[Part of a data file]

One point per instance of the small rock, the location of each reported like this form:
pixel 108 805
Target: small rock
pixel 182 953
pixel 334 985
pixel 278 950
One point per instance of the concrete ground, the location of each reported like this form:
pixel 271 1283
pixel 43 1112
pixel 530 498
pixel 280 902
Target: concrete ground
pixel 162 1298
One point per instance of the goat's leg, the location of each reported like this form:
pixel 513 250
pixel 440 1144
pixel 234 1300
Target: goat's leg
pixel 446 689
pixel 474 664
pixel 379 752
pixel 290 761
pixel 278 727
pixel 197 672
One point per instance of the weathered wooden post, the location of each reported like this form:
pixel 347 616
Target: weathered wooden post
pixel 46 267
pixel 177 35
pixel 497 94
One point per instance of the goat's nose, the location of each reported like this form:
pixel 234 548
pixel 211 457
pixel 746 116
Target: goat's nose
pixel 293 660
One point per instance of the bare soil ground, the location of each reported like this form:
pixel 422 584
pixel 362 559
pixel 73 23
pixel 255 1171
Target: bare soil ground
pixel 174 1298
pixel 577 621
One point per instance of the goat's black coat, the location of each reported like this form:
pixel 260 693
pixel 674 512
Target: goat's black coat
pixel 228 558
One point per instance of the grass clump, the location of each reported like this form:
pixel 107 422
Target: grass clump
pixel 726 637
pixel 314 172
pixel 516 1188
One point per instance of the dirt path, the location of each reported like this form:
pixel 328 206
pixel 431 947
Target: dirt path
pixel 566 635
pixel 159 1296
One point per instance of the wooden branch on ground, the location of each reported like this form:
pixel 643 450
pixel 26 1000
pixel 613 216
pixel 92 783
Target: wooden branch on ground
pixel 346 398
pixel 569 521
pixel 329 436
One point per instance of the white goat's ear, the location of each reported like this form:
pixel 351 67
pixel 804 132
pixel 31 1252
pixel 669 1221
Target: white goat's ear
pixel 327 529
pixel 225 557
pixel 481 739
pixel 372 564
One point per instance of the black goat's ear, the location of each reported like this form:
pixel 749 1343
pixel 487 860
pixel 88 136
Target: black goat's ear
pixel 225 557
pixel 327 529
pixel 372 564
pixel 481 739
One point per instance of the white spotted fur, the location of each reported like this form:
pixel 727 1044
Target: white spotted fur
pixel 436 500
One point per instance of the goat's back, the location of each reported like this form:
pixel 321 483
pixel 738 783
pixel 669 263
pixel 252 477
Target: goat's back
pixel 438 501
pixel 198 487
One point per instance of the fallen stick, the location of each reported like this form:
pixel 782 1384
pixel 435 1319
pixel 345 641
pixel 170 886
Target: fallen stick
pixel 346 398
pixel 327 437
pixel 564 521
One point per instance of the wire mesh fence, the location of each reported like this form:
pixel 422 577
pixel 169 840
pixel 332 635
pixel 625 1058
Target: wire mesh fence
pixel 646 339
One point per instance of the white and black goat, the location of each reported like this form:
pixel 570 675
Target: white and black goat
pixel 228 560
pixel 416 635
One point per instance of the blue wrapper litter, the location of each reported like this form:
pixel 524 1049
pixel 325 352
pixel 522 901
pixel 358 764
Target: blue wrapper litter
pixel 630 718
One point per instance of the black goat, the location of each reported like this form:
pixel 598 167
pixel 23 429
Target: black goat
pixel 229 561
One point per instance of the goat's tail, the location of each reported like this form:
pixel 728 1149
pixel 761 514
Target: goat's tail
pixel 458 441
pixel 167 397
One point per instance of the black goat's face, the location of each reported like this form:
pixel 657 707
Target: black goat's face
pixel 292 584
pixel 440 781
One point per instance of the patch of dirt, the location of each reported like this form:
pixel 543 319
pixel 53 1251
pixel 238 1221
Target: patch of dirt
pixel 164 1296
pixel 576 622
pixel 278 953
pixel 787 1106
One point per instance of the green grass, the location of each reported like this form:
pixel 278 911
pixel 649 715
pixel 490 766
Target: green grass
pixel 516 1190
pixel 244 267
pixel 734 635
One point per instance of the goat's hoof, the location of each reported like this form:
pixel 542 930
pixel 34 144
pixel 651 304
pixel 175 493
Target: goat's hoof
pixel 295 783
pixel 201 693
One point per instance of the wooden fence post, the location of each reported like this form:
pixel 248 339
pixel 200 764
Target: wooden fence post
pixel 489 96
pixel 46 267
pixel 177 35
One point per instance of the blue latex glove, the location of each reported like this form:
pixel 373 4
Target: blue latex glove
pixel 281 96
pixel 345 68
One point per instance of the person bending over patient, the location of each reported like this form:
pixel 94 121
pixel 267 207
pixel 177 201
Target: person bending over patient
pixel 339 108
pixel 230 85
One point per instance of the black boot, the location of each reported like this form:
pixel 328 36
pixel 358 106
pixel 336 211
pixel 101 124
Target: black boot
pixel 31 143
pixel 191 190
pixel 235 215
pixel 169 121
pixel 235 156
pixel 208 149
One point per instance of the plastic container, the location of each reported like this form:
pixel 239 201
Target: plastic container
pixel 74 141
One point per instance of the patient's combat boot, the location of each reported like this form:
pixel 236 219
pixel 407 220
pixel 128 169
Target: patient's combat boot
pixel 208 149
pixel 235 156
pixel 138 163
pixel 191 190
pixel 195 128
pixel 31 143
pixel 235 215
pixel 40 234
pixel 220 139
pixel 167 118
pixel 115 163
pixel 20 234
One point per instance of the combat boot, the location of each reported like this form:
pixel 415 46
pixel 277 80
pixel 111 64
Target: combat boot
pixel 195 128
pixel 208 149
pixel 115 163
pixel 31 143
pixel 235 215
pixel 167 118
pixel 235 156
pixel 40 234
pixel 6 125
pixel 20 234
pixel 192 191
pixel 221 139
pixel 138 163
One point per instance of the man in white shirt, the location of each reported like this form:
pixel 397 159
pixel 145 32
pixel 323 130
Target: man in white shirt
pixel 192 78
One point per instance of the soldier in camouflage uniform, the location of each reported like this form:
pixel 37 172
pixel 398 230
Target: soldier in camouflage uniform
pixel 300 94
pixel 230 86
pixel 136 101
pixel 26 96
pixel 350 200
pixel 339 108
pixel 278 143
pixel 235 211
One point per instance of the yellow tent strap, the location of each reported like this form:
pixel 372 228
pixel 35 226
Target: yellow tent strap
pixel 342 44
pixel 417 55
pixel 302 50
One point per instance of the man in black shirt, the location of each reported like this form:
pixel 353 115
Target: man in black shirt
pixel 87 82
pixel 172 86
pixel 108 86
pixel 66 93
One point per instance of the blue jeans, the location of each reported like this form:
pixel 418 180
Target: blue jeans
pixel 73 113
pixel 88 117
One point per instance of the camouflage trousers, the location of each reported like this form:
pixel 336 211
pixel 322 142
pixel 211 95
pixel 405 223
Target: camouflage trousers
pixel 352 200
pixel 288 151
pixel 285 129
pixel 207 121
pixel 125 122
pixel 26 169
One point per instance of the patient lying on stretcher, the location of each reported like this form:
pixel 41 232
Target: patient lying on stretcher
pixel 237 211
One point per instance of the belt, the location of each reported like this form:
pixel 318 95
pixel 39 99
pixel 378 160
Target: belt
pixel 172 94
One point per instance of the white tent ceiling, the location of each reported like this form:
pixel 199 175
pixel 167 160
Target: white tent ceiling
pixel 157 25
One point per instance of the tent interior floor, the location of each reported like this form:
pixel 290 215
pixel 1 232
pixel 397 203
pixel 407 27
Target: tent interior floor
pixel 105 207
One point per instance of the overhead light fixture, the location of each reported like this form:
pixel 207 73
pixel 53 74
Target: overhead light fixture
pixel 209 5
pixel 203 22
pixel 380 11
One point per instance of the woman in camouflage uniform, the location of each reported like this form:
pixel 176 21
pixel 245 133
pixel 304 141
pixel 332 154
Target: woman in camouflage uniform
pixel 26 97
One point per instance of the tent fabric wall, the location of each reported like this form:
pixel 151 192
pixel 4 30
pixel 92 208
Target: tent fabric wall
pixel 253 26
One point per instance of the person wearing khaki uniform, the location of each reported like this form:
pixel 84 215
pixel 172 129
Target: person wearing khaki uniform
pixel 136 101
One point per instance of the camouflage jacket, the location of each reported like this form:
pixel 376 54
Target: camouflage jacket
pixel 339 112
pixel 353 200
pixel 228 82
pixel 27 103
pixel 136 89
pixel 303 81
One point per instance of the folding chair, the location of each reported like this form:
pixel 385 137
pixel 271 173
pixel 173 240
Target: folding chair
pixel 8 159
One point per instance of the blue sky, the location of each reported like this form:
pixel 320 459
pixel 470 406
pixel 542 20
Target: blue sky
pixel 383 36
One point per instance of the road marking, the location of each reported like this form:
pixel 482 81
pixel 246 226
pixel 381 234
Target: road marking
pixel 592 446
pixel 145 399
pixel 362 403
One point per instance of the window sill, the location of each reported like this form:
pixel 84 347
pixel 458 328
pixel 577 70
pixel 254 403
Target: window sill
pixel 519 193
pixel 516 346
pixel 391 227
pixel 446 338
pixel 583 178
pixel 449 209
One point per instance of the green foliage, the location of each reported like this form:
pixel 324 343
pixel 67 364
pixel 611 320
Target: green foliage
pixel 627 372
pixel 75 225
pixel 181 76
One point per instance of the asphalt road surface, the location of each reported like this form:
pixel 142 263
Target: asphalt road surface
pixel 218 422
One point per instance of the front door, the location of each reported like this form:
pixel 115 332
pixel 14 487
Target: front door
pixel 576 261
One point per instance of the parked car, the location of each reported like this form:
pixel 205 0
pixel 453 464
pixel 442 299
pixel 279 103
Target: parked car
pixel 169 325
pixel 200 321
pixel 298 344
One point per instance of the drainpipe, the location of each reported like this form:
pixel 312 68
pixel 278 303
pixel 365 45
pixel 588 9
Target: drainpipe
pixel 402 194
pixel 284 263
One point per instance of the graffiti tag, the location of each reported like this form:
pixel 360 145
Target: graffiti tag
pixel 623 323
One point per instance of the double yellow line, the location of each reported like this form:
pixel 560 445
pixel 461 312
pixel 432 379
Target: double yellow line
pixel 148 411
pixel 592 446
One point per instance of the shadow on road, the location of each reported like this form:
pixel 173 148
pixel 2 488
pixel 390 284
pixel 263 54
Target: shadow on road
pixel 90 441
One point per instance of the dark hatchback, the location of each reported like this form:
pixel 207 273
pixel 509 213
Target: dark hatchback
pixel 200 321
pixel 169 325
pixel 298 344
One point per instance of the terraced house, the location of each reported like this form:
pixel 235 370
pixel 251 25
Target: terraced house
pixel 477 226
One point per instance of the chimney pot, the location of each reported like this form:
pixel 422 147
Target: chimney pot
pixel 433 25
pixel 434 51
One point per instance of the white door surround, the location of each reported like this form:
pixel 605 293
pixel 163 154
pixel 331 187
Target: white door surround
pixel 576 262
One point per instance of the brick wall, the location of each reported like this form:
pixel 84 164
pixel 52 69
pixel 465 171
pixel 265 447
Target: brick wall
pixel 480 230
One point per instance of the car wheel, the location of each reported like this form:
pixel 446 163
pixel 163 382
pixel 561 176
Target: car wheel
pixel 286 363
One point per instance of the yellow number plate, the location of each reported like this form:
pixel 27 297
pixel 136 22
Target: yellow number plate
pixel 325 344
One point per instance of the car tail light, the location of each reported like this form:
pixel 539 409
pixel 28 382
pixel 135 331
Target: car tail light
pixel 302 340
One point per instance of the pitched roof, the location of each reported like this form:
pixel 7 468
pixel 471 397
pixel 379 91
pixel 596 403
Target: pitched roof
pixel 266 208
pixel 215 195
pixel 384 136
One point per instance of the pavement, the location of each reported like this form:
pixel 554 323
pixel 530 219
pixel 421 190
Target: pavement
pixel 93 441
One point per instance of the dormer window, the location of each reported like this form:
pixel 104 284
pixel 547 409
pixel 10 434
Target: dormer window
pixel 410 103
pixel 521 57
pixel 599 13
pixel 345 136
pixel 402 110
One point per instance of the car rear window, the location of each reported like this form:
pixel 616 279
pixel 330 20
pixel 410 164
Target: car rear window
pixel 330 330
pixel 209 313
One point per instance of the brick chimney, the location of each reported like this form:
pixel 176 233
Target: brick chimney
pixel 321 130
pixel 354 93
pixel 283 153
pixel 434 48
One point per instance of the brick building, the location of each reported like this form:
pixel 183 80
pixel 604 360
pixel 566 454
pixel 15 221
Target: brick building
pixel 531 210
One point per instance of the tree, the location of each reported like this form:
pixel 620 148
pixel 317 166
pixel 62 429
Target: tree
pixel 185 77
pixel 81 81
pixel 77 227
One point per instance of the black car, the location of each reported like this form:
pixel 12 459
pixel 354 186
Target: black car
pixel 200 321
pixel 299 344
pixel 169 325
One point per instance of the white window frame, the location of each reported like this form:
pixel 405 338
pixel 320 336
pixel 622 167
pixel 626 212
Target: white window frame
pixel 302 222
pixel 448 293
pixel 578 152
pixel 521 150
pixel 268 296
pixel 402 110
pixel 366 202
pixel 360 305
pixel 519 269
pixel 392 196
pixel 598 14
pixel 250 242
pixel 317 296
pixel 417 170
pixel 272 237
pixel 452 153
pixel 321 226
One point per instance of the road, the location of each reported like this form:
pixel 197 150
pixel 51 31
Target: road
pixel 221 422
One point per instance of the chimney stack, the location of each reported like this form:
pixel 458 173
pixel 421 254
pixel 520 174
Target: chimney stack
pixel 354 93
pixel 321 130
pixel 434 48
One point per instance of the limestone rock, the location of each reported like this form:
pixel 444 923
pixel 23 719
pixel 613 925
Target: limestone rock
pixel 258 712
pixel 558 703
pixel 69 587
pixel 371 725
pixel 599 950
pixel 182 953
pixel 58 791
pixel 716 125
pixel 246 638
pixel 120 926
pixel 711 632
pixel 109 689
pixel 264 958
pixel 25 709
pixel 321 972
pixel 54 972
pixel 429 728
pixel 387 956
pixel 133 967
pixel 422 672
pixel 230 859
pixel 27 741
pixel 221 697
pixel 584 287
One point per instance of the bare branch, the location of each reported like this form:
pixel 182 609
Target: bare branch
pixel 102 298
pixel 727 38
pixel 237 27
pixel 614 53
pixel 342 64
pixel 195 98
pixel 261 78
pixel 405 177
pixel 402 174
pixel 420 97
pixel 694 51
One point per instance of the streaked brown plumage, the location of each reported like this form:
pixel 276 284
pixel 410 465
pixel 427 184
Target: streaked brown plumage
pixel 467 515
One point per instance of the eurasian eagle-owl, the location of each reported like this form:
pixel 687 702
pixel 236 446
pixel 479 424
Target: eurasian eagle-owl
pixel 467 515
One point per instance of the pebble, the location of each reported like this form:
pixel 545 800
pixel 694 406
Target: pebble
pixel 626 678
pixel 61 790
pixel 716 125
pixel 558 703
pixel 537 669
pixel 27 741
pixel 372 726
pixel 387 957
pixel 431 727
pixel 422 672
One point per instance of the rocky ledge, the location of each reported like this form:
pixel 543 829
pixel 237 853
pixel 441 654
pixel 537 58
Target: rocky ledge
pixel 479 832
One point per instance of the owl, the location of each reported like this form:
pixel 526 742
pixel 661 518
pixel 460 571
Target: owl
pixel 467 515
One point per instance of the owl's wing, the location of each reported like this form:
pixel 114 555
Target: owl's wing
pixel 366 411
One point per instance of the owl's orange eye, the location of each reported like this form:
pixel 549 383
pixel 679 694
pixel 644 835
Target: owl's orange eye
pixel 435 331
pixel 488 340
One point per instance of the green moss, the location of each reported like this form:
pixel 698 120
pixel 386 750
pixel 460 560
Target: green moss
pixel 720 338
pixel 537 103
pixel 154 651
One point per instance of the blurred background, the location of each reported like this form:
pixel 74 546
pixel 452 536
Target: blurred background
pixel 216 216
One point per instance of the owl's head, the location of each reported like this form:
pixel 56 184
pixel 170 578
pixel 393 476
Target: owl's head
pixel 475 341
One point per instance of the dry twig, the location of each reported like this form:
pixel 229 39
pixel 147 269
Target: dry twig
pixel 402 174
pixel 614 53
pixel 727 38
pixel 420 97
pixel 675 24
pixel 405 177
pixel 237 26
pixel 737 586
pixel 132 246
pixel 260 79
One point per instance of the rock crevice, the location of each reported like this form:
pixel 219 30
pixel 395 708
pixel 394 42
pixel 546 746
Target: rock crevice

Task directions
Rewrite the rows from the line containing "One point per instance of the graffiti" down to the line containing "pixel 623 323", swapping "graffiti tag" for "painted mural" and leaving everything else as it is.

Result for this task
One point per instance of the painted mural, the location of each reported like this form:
pixel 360 145
Target: painted mural
pixel 623 323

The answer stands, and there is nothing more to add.